課題:
- a) 提示文によると、この事務所のメイン業務は何ですか。
- b) 提示文から、「確かに、ネットを検索してみると、それらしい説明がされているサイトが出てきます。」という語句のある箇所で始め、「ったくその考えもなにもない。」の後で終わる部分を、一字も変えずに写しなさい。

提示文:
☆ ☆ ☆
森のすず社会福祉士事務所です。
メイン業務は、成年後見の受任や相談です。
先日、成年後見関連の話題になった時、質問されました。
『認知症になったら、銀行口座は凍結されるの?』
あまりに唐突に聞かれたので、『え?いや、即座にそんなことはないけど』と答えつつ
なぜそういう理解になっているんだろう?という疑問が・・・
よくよく聞いてみると、広告か何かに書いてあるのを見たのだとか。
確かに、ネットを検索してみると、それらしい説明がされているサイトが出てきます。
でも、その20文字程度の質問は、かなり大雑把な質問の仕方です。
まず、『認知症になる』ですが、これはどの時点でのことを言っているのでしょう?
認知症になる=診断される、ということであれば、認知症の症状がごく初期段階にあって診断される人もいますし、ずいぶんと進んだ状態でも結局診断されることなく来ている人もいるでしょう。
それはどういうことかと言うと、もう最近ではかなり啓発されていることですが、『認知症は即座に物事がわからなくなったり、出来なくなったりする病気ではない』ということなのですが、まったくその考えもなにもない。
ゼロか百か、白か黒かで、考えることは、認知症の理解や支援においては、何のメリットもありません。
どの時点から認知症か、というと、いろいろと診断基準はあるのでしょうが、それですら受診時が早いか遅いかで大きく違っています。
インフルエンザみたいに、高熱がでるとか、身体の節々が痛いとか、分かりやすい基準は基本的にはありませんから。
つまり、仮に認知症だと診断されていても、即座に金銭管理が全くできなくなるほどの状態であるとは限りません。
初期の場合、いろんな管理や生活のなかの動作は自分でできるものが多いです。
とはいえ、金融機関も認知症が疑われる人の財産を守ることには、近年協力的だという話も聞きます。
ですので、状況によっては、多額のお金を引き出すことが不自然で、理にかなった説明ができない場合には、金融機関でもピンときて、警察や支援の窓口と連携する場合もあるようです。
お金は生活を左右する、大切なものです。
もちろん、口座からお金が引き出せなくなってしまうのは、それはとても困るのですが、一方で、何かに騙されて大金を失ったり、記憶が保てずに何度もお金を引き出しては紛失したり盗られたり・・・ということになってしまっても、困ります。
出せないのは、困る。
でも、あるけど出せないのか、なくて出せないのかは、ずいぶんと違います。
もし、認知症になっているかもしれない、と思う場合は、まずは早く受診をしましょう。
行先は、心療内科や精神科、物忘れ外来や、認知症サポート医のいる病院やクリニックです。
そこで、認知症なのか、違う病気なのかをみてもらうことは大切です。
そのうえで、認知症だとわかったら、早期であればまだまだ、未来の自分に対してできることがあります。
それは、例えば財産管理の手段を考えたりすることです。
自分がどう生きていきたいのかを、考え、備えることです。
認知症を恐れ、その社会的な影響を恐れることは、人生のなかでたくさんのものを恐れ、回避する手法を考え、ずっと追われるような生活になるでしょう。
しかし、その恐れは、なかなか取れません。
でも、もし、備えることができるなら、それは大きな安心です。
備えましょう。
恐れていないで、備えましょう。
そうすれば、まだまだ、楽しい時間を過ごすことができるはずです。
さぁ、続けてやっていきましょう。
☆ ☆ ☆
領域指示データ
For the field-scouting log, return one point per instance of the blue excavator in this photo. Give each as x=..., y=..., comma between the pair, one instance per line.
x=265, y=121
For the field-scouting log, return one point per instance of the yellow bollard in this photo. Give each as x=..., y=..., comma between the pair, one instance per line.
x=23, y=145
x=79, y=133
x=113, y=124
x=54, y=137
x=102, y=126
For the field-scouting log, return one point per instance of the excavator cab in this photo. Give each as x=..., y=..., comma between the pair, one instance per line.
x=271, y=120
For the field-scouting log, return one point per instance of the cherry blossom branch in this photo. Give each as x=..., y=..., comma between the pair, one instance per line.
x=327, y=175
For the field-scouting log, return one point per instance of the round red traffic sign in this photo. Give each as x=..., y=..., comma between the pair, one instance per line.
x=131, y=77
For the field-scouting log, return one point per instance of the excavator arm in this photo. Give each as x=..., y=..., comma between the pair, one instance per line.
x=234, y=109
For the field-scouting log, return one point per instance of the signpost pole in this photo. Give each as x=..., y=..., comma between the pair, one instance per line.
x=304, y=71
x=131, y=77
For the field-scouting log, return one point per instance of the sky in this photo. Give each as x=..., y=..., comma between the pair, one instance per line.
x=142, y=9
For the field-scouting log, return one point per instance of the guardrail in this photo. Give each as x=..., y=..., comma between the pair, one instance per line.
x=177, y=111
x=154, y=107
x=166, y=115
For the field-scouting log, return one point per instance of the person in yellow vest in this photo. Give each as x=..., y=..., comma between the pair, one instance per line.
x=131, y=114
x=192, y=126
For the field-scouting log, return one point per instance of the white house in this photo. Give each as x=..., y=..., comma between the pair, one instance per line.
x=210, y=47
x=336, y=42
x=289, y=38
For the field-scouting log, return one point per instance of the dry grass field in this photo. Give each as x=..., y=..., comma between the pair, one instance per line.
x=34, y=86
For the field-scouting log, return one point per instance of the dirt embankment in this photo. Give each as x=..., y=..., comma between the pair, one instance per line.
☆ ☆ ☆
解答:
- a) 成年後見の受任や相談です。

- b)
確かに、ネットを検索してみると、それらしい説明がされているサイトが出てきます。
でも、その20文字程度の質問は、かなり大雑把な質問の仕方です。
まず、『認知症になる』ですが、これはどの時点でのことを言っているのでしょう?
認知症になる=診断される、ということであれば、認知症の症状がごく初期段階にあって診断される人もいますし、ずいぶんと進んだ状態でも結局診断されることなく来ている人もいるでしょう。
それはどういうことかと言うと、もう最近ではかなり啓発されていることですが、『認知症は即座に物事がわからなくなったり、出来なくなったりする病気ではない』ということなのですが、まったくその考えもなにもない。